▶ [DOCUMENT TEXT]:
........

For me, being able to put my phone down and be present with the kids was the best part of being away. This is the first trip that our dinners focused on quality conversations, not on what was happening on the kids’ iPads. It was also special to watch my kids entertain themselves and so easily adjust to new surroundings. Whether they were playing with kids they hardly knew around the pool, enjoying a Shirley Temple, or practicing their cannon balls, it was a treat to see them just be boys and take a break from their screens and the hectic pace of our regular routine.
When they returned to school, they both shared the highlights of the trip with their teachers and classmates— the plane ride, endless swims and beautiful sunsets. My older son integrated these experiences into his creative writing and my younger son came home with drawings of sunshine and swimming pools.
It also reminded me how much I love the beach. Nothing tops the sound of a wave breaking and a clear view of the water. It’s a place I can really unwind, relax, and tap into my inner most creativity. We watched the waves in the distance and were lucky enough to spot dolphins in the water. We came home with seashells the kids collected. Just this morning, I found beautiful white sand in my purse from another shell my younger son had hidden.
This experience opened my eyes to the need for lasting memories in the workplace as well. It made me think, what if we redefined part of our leadership approach to include Chief Memory Maker? What if we were able to get under the hood of the people we lead to really learn what memories were made in the workplace last week? On even their most recent project? Wouldn’t it be helpful to find out what memory is burned in their minds from the specific work they did? This is something I’m going to work on with my team and see how this shapes their daily experiences.
Most people have a desire to be a part of a memory. If you don’t believe me just open your phone after a vacation and watch as people come behind your shoulder to take a sneak peek. I shared photos of my trip with my direct reports just last week and the response was authentic interest.
I’m already busy planning our next vacation and I’m eager to make more memories with my family. And I’m just as excited to create more memories at work.

........

▶ [WRITTEN REQUEST A]:
According to the vacation essay, why does the beach mean so much to the writer? Answer in one to three sentences.
▶ [WRITTEN REQUEST B]:
Edit the passage of the vacation essay between "Most people have" and "memories at work.", inclusive, replacing "vacation" with "holiday".

Items from a point labeling set:
........

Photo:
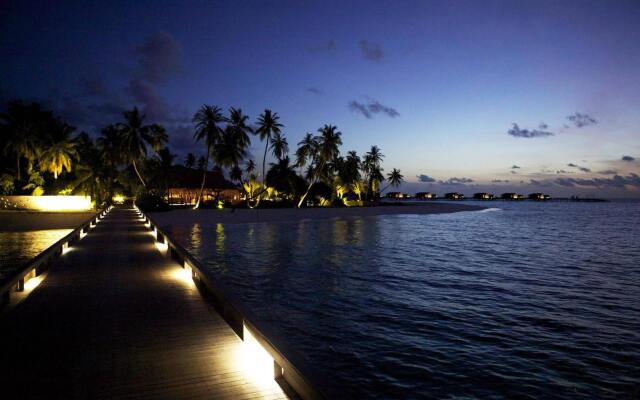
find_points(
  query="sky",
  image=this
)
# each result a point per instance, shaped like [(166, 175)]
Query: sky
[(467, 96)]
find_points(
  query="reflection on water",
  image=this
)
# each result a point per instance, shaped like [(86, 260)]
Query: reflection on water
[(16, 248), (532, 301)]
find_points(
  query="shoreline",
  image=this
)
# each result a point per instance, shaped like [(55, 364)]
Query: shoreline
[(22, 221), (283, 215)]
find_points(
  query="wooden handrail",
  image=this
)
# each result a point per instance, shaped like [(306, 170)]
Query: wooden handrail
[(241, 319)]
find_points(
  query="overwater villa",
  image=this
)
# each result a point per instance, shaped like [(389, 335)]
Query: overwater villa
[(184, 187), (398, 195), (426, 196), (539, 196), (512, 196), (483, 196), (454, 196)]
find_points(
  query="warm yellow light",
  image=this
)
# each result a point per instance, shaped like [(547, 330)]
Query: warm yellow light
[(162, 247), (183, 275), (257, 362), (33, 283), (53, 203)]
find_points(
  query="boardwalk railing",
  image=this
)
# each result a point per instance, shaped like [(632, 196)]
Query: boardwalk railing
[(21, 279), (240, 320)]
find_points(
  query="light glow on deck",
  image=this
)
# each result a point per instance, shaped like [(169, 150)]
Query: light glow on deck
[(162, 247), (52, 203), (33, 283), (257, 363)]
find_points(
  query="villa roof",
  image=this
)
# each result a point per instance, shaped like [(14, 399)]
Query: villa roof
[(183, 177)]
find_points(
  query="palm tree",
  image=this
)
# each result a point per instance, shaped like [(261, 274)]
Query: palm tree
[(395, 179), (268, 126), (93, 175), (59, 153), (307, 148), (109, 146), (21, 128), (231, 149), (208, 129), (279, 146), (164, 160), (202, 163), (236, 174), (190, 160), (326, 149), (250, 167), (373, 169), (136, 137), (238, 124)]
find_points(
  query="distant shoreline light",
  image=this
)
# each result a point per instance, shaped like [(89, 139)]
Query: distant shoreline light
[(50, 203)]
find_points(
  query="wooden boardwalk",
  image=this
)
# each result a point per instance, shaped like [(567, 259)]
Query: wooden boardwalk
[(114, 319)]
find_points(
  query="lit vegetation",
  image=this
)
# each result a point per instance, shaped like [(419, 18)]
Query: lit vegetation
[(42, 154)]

........

▶ [EXERCISE OUTPUT A]:
The writer loves the beach because nothing tops the sound of a wave breaking and a clear view of the water. It is a place where the writer can really unwind, relax, and tap into their innermost creativity.

▶ [EXERCISE OUTPUT B]:
Most people have a desire to be a part of a memory. If you don’t believe me just open your phone after a holiday and watch as people come behind your shoulder to take a sneak peek. I shared photos of my trip with my direct reports just last week and the response was authentic interest.
I’m already busy planning our next holiday and I’m eager to make more memories with my family. And I’m just as excited to create more memories at work.